- _Exercise requirements_: Reproduce the lines that follow with "JSON object" swapped for "JSON record" and all other text left unchanged, omitting the pictures.

- _Extracted material_:
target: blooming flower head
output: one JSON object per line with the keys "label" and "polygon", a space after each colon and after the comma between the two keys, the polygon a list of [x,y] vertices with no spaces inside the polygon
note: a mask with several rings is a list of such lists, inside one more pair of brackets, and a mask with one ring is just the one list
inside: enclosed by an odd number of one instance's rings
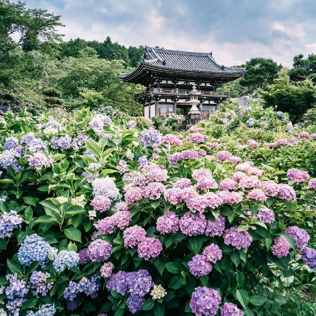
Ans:
{"label": "blooming flower head", "polygon": [[287,177],[296,183],[307,181],[310,178],[309,174],[303,170],[292,168],[287,170]]}
{"label": "blooming flower head", "polygon": [[153,300],[159,300],[167,295],[167,292],[160,284],[155,284],[150,292],[150,295]]}
{"label": "blooming flower head", "polygon": [[230,178],[226,178],[219,184],[219,188],[222,190],[237,190],[237,182]]}
{"label": "blooming flower head", "polygon": [[265,191],[267,197],[275,197],[278,193],[278,185],[271,180],[261,181],[259,187]]}
{"label": "blooming flower head", "polygon": [[312,248],[305,247],[301,249],[300,253],[302,255],[302,260],[310,269],[316,268],[316,250]]}
{"label": "blooming flower head", "polygon": [[162,251],[162,245],[157,238],[146,237],[139,244],[137,253],[140,258],[148,260],[158,257]]}
{"label": "blooming flower head", "polygon": [[133,248],[142,241],[146,237],[146,231],[140,226],[135,225],[124,231],[123,237],[125,247]]}
{"label": "blooming flower head", "polygon": [[307,246],[310,236],[305,229],[297,226],[289,226],[286,228],[284,233],[290,235],[294,239],[297,248],[304,248]]}
{"label": "blooming flower head", "polygon": [[139,142],[146,147],[155,147],[160,143],[161,139],[161,134],[160,132],[153,127],[150,127],[141,132]]}
{"label": "blooming flower head", "polygon": [[261,189],[254,189],[247,195],[247,198],[264,202],[267,199],[267,197]]}
{"label": "blooming flower head", "polygon": [[182,141],[172,134],[167,134],[161,137],[161,143],[166,143],[170,146],[182,146]]}
{"label": "blooming flower head", "polygon": [[212,263],[216,263],[222,259],[223,253],[219,247],[215,243],[211,243],[204,248],[202,254],[207,260]]}
{"label": "blooming flower head", "polygon": [[281,183],[278,185],[279,194],[277,198],[288,201],[295,201],[296,195],[294,189],[288,184]]}
{"label": "blooming flower head", "polygon": [[263,223],[272,224],[275,221],[275,213],[272,209],[267,208],[263,211],[258,211],[257,214]]}
{"label": "blooming flower head", "polygon": [[90,203],[96,211],[99,211],[100,213],[109,210],[111,204],[110,198],[101,195],[94,197],[92,201]]}
{"label": "blooming flower head", "polygon": [[50,246],[44,241],[42,237],[34,234],[28,236],[18,252],[19,261],[22,265],[29,266],[32,262],[38,261],[43,265],[48,260]]}
{"label": "blooming flower head", "polygon": [[195,276],[207,275],[212,271],[212,265],[203,255],[196,255],[188,265],[190,272]]}
{"label": "blooming flower head", "polygon": [[112,249],[112,245],[101,239],[92,241],[88,246],[90,252],[90,259],[92,262],[101,262],[109,259]]}
{"label": "blooming flower head", "polygon": [[187,212],[180,219],[179,224],[183,234],[189,236],[197,236],[203,235],[207,220],[202,214],[192,215],[190,212]]}
{"label": "blooming flower head", "polygon": [[79,263],[79,254],[71,250],[61,250],[56,256],[53,266],[57,272],[61,272],[65,268],[75,267]]}
{"label": "blooming flower head", "polygon": [[252,237],[248,232],[238,232],[237,226],[225,230],[224,242],[226,245],[232,245],[238,249],[248,248],[252,242]]}
{"label": "blooming flower head", "polygon": [[132,187],[125,193],[124,198],[125,201],[128,204],[132,204],[137,201],[139,201],[145,195],[143,190],[138,187]]}
{"label": "blooming flower head", "polygon": [[0,238],[10,237],[15,228],[21,227],[23,221],[15,211],[4,212],[0,216]]}
{"label": "blooming flower head", "polygon": [[237,305],[232,303],[225,303],[221,310],[221,316],[243,316],[242,312]]}
{"label": "blooming flower head", "polygon": [[92,194],[94,196],[104,196],[111,200],[115,200],[118,196],[119,191],[116,187],[115,183],[109,177],[96,178],[92,181]]}
{"label": "blooming flower head", "polygon": [[222,301],[218,291],[206,286],[195,289],[190,302],[192,312],[196,316],[214,316]]}
{"label": "blooming flower head", "polygon": [[274,256],[278,258],[287,256],[290,250],[290,244],[284,237],[278,237],[275,239],[271,251]]}
{"label": "blooming flower head", "polygon": [[257,147],[259,144],[254,139],[248,139],[247,141],[247,145],[250,147]]}
{"label": "blooming flower head", "polygon": [[316,190],[316,178],[311,179],[308,183],[308,187]]}
{"label": "blooming flower head", "polygon": [[105,262],[100,268],[100,273],[102,277],[110,277],[112,274],[114,265],[112,262]]}
{"label": "blooming flower head", "polygon": [[231,153],[226,150],[223,150],[217,153],[216,158],[218,160],[228,160],[232,156]]}
{"label": "blooming flower head", "polygon": [[157,219],[157,228],[162,235],[176,233],[179,230],[179,218],[175,213],[168,211]]}
{"label": "blooming flower head", "polygon": [[164,186],[160,182],[152,182],[145,189],[145,197],[156,200],[160,198],[161,194],[165,191]]}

- _Written solution_:
target: blooming flower head
output: one JSON record per line with the keys "label" and "polygon", a space after each colon and after the comma between the two keys, the polygon a list of [x,y] vertices with no spaces inside the polygon
note: a mask with several rings is a list of such lists, inside one more pair of brackets, and a mask with one ring is just the one list
inside: enclosed by an odd number of one instance's rings
Ans:
{"label": "blooming flower head", "polygon": [[287,177],[296,183],[307,181],[310,178],[309,174],[303,170],[292,168],[287,170]]}
{"label": "blooming flower head", "polygon": [[153,300],[159,300],[167,295],[167,292],[160,284],[155,284],[150,292],[150,295]]}
{"label": "blooming flower head", "polygon": [[230,178],[226,178],[219,184],[219,188],[222,190],[237,190],[237,182]]}
{"label": "blooming flower head", "polygon": [[265,191],[267,197],[275,197],[278,193],[278,185],[271,180],[261,181],[259,187]]}
{"label": "blooming flower head", "polygon": [[312,248],[305,247],[301,249],[300,253],[302,255],[302,260],[310,269],[316,268],[316,250]]}
{"label": "blooming flower head", "polygon": [[162,251],[162,245],[157,238],[146,237],[139,244],[137,253],[140,258],[148,260],[158,257]]}
{"label": "blooming flower head", "polygon": [[133,248],[142,241],[146,237],[146,231],[140,226],[135,225],[124,231],[123,237],[125,247]]}
{"label": "blooming flower head", "polygon": [[307,246],[310,236],[305,229],[297,226],[289,226],[286,228],[284,233],[290,235],[294,239],[297,248],[304,248]]}
{"label": "blooming flower head", "polygon": [[139,142],[146,147],[155,147],[160,143],[161,139],[161,134],[160,132],[153,127],[150,127],[141,132]]}
{"label": "blooming flower head", "polygon": [[261,189],[254,189],[247,195],[247,198],[264,202],[267,199],[267,197]]}
{"label": "blooming flower head", "polygon": [[182,141],[172,134],[167,134],[161,137],[161,143],[166,143],[170,146],[182,146]]}
{"label": "blooming flower head", "polygon": [[212,263],[216,263],[222,259],[223,253],[219,247],[215,243],[211,243],[204,248],[202,254],[207,260]]}
{"label": "blooming flower head", "polygon": [[281,183],[278,185],[279,194],[277,198],[288,201],[295,201],[296,195],[294,189],[288,184]]}
{"label": "blooming flower head", "polygon": [[263,223],[272,224],[275,221],[275,213],[272,209],[267,208],[263,211],[258,211],[257,214]]}
{"label": "blooming flower head", "polygon": [[90,203],[96,211],[99,211],[100,213],[109,210],[111,204],[110,198],[101,195],[94,197],[92,201]]}
{"label": "blooming flower head", "polygon": [[50,246],[44,241],[42,237],[34,234],[28,236],[18,252],[19,261],[22,265],[29,266],[32,262],[38,261],[43,265],[48,260]]}
{"label": "blooming flower head", "polygon": [[195,276],[207,275],[212,271],[212,265],[203,255],[196,255],[188,265],[190,272]]}
{"label": "blooming flower head", "polygon": [[112,249],[112,245],[101,239],[92,241],[88,246],[90,252],[90,259],[92,262],[101,262],[109,259]]}
{"label": "blooming flower head", "polygon": [[187,212],[180,219],[179,224],[183,234],[189,236],[197,236],[203,235],[207,220],[202,214],[192,215],[190,212]]}
{"label": "blooming flower head", "polygon": [[79,263],[79,254],[71,250],[61,250],[56,256],[53,266],[57,272],[61,272],[65,268],[75,267]]}
{"label": "blooming flower head", "polygon": [[252,237],[248,232],[238,232],[237,226],[225,230],[224,242],[226,245],[232,245],[238,249],[248,248],[252,242]]}
{"label": "blooming flower head", "polygon": [[132,187],[125,193],[124,198],[125,201],[128,204],[132,204],[137,201],[139,201],[145,195],[143,190],[138,187]]}
{"label": "blooming flower head", "polygon": [[0,238],[10,237],[15,228],[21,227],[23,221],[15,211],[4,212],[0,216]]}
{"label": "blooming flower head", "polygon": [[237,305],[232,303],[225,303],[221,310],[221,316],[243,316],[242,312]]}
{"label": "blooming flower head", "polygon": [[92,194],[94,196],[104,196],[111,200],[115,200],[118,196],[119,191],[116,187],[115,183],[109,177],[96,178],[92,181]]}
{"label": "blooming flower head", "polygon": [[222,301],[218,291],[206,286],[195,289],[190,302],[192,312],[196,316],[214,316]]}
{"label": "blooming flower head", "polygon": [[274,256],[278,258],[287,256],[290,250],[290,244],[284,237],[278,237],[275,239],[271,251]]}
{"label": "blooming flower head", "polygon": [[257,147],[259,144],[254,139],[248,139],[247,141],[247,145],[250,147]]}
{"label": "blooming flower head", "polygon": [[316,190],[316,178],[311,179],[308,183],[308,187]]}
{"label": "blooming flower head", "polygon": [[105,262],[100,268],[100,273],[102,277],[110,277],[112,274],[114,265],[112,262]]}
{"label": "blooming flower head", "polygon": [[231,153],[226,150],[223,150],[217,153],[216,158],[218,160],[228,160],[232,156]]}
{"label": "blooming flower head", "polygon": [[157,219],[157,228],[162,235],[176,233],[179,230],[179,218],[175,213],[168,211]]}
{"label": "blooming flower head", "polygon": [[164,186],[160,182],[152,182],[145,189],[145,197],[156,200],[160,198],[161,194],[165,191]]}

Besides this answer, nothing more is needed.